• GIVEN INSTRUCTION: Without including any pictures, write out the listing below exactly.

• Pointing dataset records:
◇ ◇ ◇ ◇ ◇ ◇ ◇

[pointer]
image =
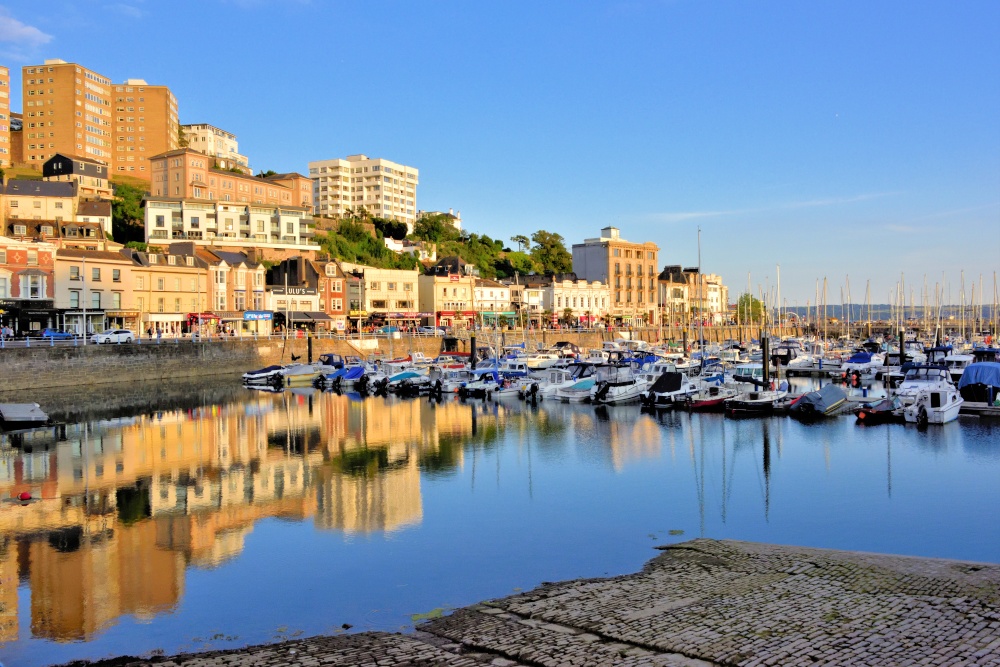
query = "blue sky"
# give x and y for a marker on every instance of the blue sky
(836, 139)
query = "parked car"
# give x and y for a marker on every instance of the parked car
(113, 336)
(56, 334)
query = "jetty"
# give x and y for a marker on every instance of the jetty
(701, 603)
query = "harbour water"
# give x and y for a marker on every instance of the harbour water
(209, 516)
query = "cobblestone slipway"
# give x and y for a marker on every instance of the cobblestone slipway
(699, 604)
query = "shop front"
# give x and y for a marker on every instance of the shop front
(79, 321)
(458, 319)
(258, 322)
(123, 319)
(202, 322)
(25, 316)
(499, 318)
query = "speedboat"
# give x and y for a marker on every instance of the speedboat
(934, 406)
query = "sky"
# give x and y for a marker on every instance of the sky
(850, 141)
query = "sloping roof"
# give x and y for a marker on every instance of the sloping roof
(92, 254)
(99, 208)
(41, 188)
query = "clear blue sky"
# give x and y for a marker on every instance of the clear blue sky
(836, 139)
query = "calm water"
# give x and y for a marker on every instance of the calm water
(208, 516)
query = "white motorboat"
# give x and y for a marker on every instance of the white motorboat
(934, 406)
(542, 359)
(957, 363)
(919, 379)
(618, 384)
(578, 392)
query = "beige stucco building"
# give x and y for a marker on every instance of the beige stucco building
(53, 94)
(5, 148)
(145, 124)
(219, 144)
(384, 188)
(629, 270)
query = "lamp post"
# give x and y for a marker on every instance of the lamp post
(83, 298)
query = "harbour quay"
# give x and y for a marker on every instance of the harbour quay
(701, 603)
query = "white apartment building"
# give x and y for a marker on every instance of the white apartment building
(217, 143)
(227, 224)
(384, 188)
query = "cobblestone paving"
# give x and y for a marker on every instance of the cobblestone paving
(702, 603)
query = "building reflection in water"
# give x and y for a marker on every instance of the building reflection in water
(124, 506)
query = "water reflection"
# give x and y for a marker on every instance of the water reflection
(130, 495)
(123, 506)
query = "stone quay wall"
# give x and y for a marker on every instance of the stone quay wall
(45, 365)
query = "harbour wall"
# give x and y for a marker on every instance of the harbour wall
(44, 365)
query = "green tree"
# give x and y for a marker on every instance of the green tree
(550, 253)
(749, 308)
(127, 215)
(435, 228)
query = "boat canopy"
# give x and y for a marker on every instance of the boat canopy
(668, 382)
(985, 372)
(821, 401)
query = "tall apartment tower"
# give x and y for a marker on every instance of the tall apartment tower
(384, 188)
(67, 109)
(145, 124)
(5, 149)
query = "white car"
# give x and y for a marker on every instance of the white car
(113, 336)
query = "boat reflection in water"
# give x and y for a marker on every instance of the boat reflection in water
(235, 512)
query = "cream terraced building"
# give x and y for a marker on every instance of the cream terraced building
(384, 188)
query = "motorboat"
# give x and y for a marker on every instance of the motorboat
(754, 402)
(980, 383)
(920, 378)
(263, 376)
(541, 359)
(883, 412)
(578, 391)
(823, 402)
(710, 398)
(934, 406)
(957, 363)
(618, 384)
(669, 389)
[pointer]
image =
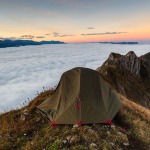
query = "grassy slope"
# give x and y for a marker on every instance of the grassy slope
(28, 129)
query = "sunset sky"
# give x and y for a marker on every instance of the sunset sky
(75, 20)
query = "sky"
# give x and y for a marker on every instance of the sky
(74, 21)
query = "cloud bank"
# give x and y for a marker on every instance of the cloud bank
(25, 70)
(27, 37)
(104, 33)
(90, 28)
(40, 37)
(56, 34)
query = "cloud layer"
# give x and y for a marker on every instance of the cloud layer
(104, 33)
(56, 34)
(25, 70)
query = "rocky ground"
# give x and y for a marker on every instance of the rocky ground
(28, 129)
(129, 75)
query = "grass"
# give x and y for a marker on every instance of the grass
(27, 129)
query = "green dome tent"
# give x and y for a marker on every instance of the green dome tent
(82, 97)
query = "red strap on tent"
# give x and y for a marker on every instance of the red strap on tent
(108, 122)
(79, 123)
(53, 123)
(78, 104)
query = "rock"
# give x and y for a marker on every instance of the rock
(113, 126)
(22, 118)
(38, 119)
(25, 112)
(90, 131)
(126, 144)
(93, 145)
(73, 139)
(112, 144)
(64, 141)
(129, 74)
(119, 133)
(68, 138)
(75, 126)
(108, 132)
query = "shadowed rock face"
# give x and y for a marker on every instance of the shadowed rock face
(129, 75)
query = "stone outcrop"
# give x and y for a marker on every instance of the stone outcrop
(129, 75)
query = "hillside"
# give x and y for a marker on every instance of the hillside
(27, 129)
(129, 75)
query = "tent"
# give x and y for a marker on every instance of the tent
(81, 97)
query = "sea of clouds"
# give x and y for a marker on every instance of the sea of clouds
(26, 70)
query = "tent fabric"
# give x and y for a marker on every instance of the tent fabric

◇ ◇ ◇ ◇ ◇ ◇ ◇

• TASK ANSWER:
[pointer]
image =
query = "blue sky"
# give x and y for a marker on every instance of the blue sky
(836, 139)
query = "parked car"
# give x and y for a marker on every instance of the parked car
(113, 336)
(56, 334)
query = "jetty"
# give x and y for a marker on every instance of the jetty
(701, 603)
query = "harbour water"
# give x and y for a marker on every instance of the harbour water
(209, 516)
query = "cobblestone slipway"
# give x and y for a marker on every instance of the cobblestone slipway
(699, 604)
query = "shop front"
# give x and y for a marker on every instance of the shop front
(79, 321)
(458, 319)
(258, 322)
(123, 319)
(202, 322)
(25, 316)
(499, 318)
query = "speedboat"
# give x and y for a marker on every instance of the speedboat
(934, 406)
query = "sky"
# give x and y for a marker on every instance of the sky
(850, 141)
query = "sloping roof"
# give x and y for a marker on every instance of the sloping roof
(92, 254)
(99, 208)
(41, 188)
query = "clear blue sky"
# give x and y for a marker on every instance of the clear blue sky
(836, 139)
query = "calm water"
# give x and y for a marker on every instance of the calm water
(208, 516)
query = "white motorboat"
# give x and y for a marker on every instance of the white motorboat
(934, 406)
(542, 359)
(957, 363)
(919, 379)
(618, 384)
(578, 392)
query = "beige stucco building"
# give x and y for a marker on every instance of the beige stucco building
(53, 94)
(5, 148)
(145, 124)
(219, 144)
(384, 188)
(629, 270)
query = "lamp post"
# give x and y for a marker on every instance of the lamp post
(83, 298)
query = "harbour quay"
# give x and y for a marker on every instance of the harbour quay
(701, 603)
query = "white apartment building"
# give x and y for a marker on every instance of the white apartment building
(217, 143)
(227, 224)
(384, 188)
query = "cobblestone paving"
# give x and y for a marker on every instance of the cobblestone paving
(702, 603)
query = "building reflection in water"
# give x and y for a marker on every instance of the building reflection in water
(124, 506)
query = "water reflection"
# give x and y for a marker on every instance of the water reflection
(130, 495)
(123, 506)
query = "stone quay wall"
# give x and y for a marker on every instance of the stone quay wall
(45, 365)
query = "harbour wall"
# give x and y for a marker on every instance of the harbour wall
(44, 365)
query = "green tree"
# give x and y for a marker on every instance of the green tree
(550, 253)
(749, 308)
(127, 215)
(435, 228)
query = "boat canopy"
# give x and y for a marker on every instance of the boat canopy
(668, 382)
(985, 372)
(821, 401)
query = "tall apartment tower"
# give x and y for a marker on every instance of the tall apartment tower
(384, 188)
(67, 109)
(145, 124)
(5, 149)
query = "white car"
# give x and y for a marker on every instance of the white car
(113, 336)
query = "boat reflection in water"
# give x and y for a marker on every instance of the boat reflection in water
(235, 512)
query = "cream terraced building"
# give x and y for a marker on every instance of the cream terraced building
(384, 188)
query = "motorboat"
# give x and y for a marker on every instance of the motorboat
(754, 402)
(980, 383)
(920, 378)
(263, 376)
(541, 359)
(883, 412)
(578, 391)
(823, 402)
(710, 398)
(934, 406)
(957, 363)
(618, 384)
(669, 389)
[pointer]
image =
query = "grassy slope"
# give x and y for a marker on every instance of the grassy slope
(28, 129)
query = "sunset sky"
# give x and y for a marker on every instance of the sunset sky
(75, 20)
query = "sky"
# give x and y for a marker on every instance of the sky
(74, 21)
query = "cloud bank"
# give x and y for a marker on every instance of the cloud bank
(25, 70)
(27, 37)
(104, 33)
(90, 28)
(40, 37)
(56, 34)
query = "cloud layer"
# give x and y for a marker on every instance of the cloud layer
(104, 33)
(56, 34)
(25, 70)
query = "rocky ground"
# give x and y for a marker on every instance of the rocky ground
(28, 129)
(129, 75)
query = "grass"
# give x and y for a marker on every instance of the grass
(27, 129)
query = "green dome tent"
# give x and y for a marker on every instance of the green dome tent
(82, 97)
query = "red strap on tent"
# give x and y for a marker on every instance of the red strap on tent
(108, 122)
(79, 123)
(53, 123)
(78, 104)
query = "rock"
# give x and y for a marker on every instance of the rock
(113, 126)
(22, 118)
(38, 119)
(25, 112)
(90, 131)
(126, 144)
(93, 145)
(73, 139)
(112, 144)
(64, 141)
(129, 74)
(119, 133)
(68, 138)
(75, 126)
(108, 132)
query = "shadowed rock face"
# give x and y for a marker on every instance of the shadowed rock face
(129, 75)
query = "stone outcrop"
# give x and y for a marker on every instance of the stone outcrop
(129, 75)
query = "hillside"
# give x and y for a marker on every instance of the hillside
(27, 129)
(129, 75)
query = "tent"
# give x and y for a marker on every instance of the tent
(81, 97)
query = "sea of clouds"
# give x and y for a marker on every instance of the sea of clouds
(26, 70)
query = "tent fabric"
# give x and y for a marker on every instance of the tent fabric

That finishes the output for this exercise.